> _Text shown_
==========

Logo for the company used c. 1980

The original Rolls-Royce Limited had been nationalised in 1971 due to the financial collapse of the company, caused in part by the development of the RB211 jet engine. In 1973, the British government sold the Rolls-Royce car business to allow nationalised parent Rolls-Royce (1971) Limited to concentrate on jet engine manufacture.

In 1980, Rolls-Royce Motors was acquired by Vickers.

A marketing survey in 1987 showed that only Coca-Cola was a more widely known brand than Rolls-Royce.

===Sale to Volkswagen===

In 1998, Vickers plc decided to sell Rolls-Royce Motors. The leading contender seemed to be BMW, who already supplied internal combustion engines and other components for Rolls-Royce and Bentley cars. Their final offer of £340m was outbid by Volkswagen Group, who offered £430m.

==========

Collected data
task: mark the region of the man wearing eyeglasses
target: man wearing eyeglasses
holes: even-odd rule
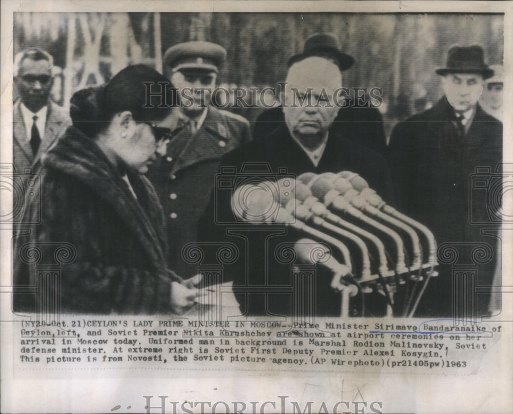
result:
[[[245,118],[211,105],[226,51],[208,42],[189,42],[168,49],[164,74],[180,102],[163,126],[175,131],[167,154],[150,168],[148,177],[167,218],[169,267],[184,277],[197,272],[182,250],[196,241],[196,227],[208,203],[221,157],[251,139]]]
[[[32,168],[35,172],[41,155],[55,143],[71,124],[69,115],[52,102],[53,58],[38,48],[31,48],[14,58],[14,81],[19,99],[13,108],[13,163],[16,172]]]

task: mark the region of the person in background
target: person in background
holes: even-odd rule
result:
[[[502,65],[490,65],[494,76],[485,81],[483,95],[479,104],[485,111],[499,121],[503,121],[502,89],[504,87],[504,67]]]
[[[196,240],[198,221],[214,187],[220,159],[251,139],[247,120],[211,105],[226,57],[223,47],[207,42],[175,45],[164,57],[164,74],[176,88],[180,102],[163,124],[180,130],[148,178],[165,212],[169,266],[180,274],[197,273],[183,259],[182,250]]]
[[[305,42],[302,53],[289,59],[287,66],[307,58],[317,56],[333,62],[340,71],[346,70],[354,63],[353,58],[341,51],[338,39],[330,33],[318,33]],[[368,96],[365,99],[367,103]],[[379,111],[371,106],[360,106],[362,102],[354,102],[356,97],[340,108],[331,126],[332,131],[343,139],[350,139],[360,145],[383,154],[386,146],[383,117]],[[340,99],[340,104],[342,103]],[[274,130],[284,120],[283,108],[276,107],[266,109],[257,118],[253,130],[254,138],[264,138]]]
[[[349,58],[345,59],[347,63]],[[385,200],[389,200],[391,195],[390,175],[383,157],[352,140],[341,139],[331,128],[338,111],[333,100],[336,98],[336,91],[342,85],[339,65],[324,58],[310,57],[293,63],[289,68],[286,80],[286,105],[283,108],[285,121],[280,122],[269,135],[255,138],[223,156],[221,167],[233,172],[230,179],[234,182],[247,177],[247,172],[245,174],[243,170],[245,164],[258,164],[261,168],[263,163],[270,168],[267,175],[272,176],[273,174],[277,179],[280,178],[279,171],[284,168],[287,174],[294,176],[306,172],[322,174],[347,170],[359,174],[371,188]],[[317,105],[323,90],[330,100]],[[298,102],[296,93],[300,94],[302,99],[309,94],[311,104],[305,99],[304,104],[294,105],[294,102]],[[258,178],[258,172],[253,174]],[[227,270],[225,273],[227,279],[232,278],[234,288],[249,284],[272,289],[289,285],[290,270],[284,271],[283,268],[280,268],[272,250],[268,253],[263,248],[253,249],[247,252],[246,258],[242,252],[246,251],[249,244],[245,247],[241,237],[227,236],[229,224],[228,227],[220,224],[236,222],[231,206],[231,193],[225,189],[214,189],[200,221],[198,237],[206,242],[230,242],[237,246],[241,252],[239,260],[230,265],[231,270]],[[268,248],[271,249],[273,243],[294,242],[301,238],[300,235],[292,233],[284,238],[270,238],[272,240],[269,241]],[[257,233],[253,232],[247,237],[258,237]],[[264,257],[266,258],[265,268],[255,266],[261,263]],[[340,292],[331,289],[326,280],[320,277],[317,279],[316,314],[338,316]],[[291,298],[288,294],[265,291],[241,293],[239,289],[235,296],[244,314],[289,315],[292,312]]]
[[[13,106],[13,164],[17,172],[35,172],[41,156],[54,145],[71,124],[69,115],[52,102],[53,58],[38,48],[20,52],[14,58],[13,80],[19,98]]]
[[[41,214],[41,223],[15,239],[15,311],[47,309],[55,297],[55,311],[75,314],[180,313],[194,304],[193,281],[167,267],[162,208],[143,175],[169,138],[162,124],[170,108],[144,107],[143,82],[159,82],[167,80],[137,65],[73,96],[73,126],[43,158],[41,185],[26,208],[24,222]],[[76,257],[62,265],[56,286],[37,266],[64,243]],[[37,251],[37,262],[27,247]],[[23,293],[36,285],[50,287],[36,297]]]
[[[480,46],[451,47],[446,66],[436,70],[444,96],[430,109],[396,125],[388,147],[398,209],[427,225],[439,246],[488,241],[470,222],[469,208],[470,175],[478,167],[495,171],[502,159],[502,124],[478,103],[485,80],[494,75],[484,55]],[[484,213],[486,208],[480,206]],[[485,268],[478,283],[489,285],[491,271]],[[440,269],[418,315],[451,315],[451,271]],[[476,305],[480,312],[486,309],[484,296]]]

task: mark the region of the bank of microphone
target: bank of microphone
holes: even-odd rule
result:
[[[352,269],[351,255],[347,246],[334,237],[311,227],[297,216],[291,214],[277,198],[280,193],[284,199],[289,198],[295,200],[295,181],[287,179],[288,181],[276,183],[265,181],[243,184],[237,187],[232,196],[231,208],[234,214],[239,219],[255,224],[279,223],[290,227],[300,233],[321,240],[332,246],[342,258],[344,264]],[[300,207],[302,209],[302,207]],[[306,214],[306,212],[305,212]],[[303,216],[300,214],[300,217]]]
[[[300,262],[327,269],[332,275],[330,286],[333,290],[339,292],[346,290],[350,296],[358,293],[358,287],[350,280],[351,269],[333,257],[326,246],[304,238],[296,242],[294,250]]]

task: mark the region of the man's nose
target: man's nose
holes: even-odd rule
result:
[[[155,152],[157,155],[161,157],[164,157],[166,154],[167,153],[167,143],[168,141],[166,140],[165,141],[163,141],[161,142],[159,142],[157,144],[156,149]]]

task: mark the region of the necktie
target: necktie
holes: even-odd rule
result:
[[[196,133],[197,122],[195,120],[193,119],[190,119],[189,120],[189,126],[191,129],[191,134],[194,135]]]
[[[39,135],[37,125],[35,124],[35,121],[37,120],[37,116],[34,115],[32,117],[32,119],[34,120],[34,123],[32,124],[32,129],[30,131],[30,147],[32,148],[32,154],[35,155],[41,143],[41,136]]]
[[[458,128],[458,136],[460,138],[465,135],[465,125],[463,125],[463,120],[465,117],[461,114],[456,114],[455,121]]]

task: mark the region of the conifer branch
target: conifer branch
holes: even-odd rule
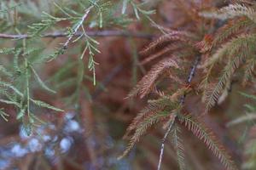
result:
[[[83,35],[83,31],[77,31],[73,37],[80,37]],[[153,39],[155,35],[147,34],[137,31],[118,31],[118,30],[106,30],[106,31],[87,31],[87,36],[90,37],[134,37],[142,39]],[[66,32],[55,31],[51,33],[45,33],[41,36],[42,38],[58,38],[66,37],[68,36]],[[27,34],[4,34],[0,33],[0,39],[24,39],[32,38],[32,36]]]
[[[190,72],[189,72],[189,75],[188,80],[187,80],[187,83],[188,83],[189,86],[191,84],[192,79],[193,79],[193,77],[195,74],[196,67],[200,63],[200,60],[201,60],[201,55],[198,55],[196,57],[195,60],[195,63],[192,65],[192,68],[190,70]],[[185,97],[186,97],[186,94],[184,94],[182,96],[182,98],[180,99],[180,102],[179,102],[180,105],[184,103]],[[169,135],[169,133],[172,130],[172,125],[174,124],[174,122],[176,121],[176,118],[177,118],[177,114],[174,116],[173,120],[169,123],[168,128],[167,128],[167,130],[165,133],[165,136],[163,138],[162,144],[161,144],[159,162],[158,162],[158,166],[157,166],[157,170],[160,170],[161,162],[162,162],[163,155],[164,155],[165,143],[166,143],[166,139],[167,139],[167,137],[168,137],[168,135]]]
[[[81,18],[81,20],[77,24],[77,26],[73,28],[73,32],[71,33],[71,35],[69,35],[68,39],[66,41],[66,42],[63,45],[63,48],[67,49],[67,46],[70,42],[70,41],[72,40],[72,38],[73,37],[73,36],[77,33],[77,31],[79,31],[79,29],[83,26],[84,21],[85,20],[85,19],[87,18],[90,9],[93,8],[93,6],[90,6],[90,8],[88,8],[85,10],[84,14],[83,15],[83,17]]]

==========

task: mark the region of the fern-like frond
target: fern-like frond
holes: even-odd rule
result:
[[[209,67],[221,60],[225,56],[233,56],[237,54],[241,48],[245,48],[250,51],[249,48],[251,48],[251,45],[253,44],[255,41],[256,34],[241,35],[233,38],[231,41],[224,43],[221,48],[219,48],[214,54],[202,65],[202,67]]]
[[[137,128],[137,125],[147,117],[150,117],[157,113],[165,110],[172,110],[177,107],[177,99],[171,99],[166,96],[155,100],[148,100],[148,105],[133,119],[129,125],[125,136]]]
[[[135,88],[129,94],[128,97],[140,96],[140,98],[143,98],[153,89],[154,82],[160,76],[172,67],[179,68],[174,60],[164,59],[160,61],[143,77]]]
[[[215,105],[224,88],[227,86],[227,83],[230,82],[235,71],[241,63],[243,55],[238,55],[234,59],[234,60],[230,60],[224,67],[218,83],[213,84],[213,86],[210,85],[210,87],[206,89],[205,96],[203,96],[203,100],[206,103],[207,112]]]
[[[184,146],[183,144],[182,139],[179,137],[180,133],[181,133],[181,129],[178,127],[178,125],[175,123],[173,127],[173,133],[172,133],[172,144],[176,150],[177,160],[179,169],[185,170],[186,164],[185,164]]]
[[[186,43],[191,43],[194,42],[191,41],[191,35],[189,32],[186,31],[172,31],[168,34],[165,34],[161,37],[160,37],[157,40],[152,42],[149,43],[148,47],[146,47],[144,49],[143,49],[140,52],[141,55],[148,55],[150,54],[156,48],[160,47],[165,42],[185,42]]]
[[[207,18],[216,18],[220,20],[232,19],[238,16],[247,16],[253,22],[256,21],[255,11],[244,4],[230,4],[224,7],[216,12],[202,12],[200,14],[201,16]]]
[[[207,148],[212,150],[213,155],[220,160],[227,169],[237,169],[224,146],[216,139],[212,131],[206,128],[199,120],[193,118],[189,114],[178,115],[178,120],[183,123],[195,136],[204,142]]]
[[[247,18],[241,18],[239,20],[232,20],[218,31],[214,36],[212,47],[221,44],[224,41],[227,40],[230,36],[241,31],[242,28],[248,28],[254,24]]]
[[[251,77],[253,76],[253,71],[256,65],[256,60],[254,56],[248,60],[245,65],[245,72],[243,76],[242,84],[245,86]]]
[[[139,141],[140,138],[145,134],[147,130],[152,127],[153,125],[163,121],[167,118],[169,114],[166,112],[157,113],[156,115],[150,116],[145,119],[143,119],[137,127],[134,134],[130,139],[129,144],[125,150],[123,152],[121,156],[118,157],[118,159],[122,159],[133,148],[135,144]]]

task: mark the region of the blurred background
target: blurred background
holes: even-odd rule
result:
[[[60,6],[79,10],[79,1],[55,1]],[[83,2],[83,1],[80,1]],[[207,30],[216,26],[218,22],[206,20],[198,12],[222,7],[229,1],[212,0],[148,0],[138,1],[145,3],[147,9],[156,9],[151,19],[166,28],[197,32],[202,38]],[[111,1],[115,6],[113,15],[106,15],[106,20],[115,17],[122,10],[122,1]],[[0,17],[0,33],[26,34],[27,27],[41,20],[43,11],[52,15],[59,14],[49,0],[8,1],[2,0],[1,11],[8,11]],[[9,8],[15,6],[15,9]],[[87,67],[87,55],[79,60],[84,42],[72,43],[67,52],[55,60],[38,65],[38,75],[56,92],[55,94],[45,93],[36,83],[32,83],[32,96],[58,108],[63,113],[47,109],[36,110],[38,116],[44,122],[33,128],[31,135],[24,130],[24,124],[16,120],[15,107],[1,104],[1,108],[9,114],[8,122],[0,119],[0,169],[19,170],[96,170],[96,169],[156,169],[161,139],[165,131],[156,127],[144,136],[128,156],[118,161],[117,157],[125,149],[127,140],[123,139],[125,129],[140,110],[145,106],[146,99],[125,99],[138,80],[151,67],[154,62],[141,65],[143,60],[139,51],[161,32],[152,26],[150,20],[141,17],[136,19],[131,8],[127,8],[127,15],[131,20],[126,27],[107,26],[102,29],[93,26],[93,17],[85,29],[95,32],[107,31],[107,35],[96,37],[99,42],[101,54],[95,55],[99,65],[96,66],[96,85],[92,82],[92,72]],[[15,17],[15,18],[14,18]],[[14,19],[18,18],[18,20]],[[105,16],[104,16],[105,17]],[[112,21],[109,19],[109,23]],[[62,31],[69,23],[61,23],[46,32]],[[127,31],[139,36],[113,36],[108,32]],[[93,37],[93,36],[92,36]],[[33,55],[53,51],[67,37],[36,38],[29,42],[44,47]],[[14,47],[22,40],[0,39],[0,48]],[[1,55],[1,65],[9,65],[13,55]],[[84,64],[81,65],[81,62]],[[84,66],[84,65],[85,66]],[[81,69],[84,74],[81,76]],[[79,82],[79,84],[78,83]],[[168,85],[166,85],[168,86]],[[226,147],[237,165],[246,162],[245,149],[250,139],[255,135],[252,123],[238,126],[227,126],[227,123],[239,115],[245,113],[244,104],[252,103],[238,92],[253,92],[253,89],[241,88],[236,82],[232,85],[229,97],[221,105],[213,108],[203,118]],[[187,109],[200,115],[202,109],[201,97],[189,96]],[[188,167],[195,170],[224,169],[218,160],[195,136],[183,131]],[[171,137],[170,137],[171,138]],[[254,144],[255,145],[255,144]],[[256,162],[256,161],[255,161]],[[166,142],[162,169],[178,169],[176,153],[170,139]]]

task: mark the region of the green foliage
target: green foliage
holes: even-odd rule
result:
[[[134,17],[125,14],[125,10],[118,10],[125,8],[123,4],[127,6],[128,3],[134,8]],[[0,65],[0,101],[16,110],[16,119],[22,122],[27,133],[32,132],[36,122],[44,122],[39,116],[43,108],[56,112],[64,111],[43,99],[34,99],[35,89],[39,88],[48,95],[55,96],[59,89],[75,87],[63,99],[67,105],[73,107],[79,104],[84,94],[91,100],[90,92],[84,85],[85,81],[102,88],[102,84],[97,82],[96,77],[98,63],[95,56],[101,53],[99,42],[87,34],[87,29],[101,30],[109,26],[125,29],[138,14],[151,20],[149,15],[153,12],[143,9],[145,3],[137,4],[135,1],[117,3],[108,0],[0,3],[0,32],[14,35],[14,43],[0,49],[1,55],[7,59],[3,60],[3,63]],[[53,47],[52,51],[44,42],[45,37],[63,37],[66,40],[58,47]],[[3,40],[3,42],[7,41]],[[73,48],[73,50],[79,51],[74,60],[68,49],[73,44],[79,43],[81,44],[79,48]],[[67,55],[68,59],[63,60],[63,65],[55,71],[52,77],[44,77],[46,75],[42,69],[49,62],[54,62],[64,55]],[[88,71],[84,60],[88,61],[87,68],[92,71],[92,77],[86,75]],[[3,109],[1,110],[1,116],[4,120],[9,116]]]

==========

> _Assigned task 1_
According to the Rolls-Royce text, in what year did Vickers acquire Rolls-Royce Motors?
> _Assigned task 2_
For each statement, say whether it agrees with the Rolls-Royce text and quote the words that decide it. (a) The original Rolls-Royce Limited was nationalised in 1971. (b) BMW's final offer was higher than Volkswagen Group's. (c) A 1987 marketing survey found Rolls-Royce to be the most widely known brand.
> _Assigned task 3_
Rewrite the Rolls-Royce text starting with "Logo for the" and going on through "who offered £430m.", renaming "BMW" as "Bayerische Motoren Werke".

> _Response 1_
1980

> _Response 2_
(a) Yes: "The original Rolls-Royce Limited had been nationalised in 1971"
(b) No: "Their final offer of £340m was outbid by Volkswagen Group, who offered £430m."
(c) No: "only Coca-Cola was a more widely known brand than Rolls-Royce."

> _Response 3_
Logo for the company used c. 1980

The original Rolls-Royce Limited had been nationalised in 1971 due to the financial collapse of the company, caused in part by the development of the RB211 jet engine. In 1973, the British government sold the Rolls-Royce car business to allow nationalised parent Rolls-Royce (1971) Limited to concentrate on jet engine manufacture.

In 1980, Rolls-Royce Motors was acquired by Vickers.

A marketing survey in 1987 showed that only Coca-Cola was a more widely known brand than Rolls-Royce.

===Sale to Volkswagen===

In 1998, Vickers plc decided to sell Rolls-Royce Motors. The leading contender seemed to be Bayerische Motoren Werke, who already supplied internal combustion engines and other components for Rolls-Royce and Bentley cars. Their final offer of £340m was outbid by Volkswagen Group, who offered £430m.